Brief: Please find each line in the entries below that contains the word "ruffle", and copy those lines out.

'''

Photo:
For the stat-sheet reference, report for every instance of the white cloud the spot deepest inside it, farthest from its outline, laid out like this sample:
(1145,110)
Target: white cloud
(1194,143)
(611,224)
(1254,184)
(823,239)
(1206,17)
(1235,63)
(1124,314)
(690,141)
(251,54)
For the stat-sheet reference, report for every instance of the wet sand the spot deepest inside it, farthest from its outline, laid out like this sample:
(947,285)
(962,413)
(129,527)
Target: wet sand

'''
'''

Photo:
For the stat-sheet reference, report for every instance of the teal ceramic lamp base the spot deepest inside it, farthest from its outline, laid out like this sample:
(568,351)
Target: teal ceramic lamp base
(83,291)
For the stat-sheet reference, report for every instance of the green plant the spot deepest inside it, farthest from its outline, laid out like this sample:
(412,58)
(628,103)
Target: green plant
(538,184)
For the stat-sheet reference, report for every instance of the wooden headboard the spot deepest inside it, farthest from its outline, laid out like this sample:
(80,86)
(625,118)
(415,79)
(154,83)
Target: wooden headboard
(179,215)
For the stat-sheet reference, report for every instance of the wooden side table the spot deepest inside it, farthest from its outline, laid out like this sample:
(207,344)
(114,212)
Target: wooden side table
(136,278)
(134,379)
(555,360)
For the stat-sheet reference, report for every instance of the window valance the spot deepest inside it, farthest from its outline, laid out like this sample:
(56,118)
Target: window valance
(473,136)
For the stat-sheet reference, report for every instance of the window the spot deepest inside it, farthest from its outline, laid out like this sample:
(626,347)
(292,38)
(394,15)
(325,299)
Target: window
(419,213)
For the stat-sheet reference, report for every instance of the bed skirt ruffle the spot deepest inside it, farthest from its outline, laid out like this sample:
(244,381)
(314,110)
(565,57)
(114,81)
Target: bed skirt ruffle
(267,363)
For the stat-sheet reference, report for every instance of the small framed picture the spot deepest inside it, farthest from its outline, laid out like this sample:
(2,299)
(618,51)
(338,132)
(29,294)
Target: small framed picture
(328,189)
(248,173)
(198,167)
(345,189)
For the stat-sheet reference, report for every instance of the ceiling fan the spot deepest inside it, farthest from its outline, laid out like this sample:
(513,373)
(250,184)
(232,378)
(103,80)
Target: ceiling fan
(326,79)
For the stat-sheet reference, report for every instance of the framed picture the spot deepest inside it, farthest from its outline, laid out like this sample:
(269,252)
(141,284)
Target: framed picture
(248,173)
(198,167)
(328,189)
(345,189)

'''

Task solution:
For the stat-sheet reference, report for every instance of the bed skirt ruffle the spot deepest inside it, farthest from its outline, laid out like this sample:
Target: bed skirt ruffle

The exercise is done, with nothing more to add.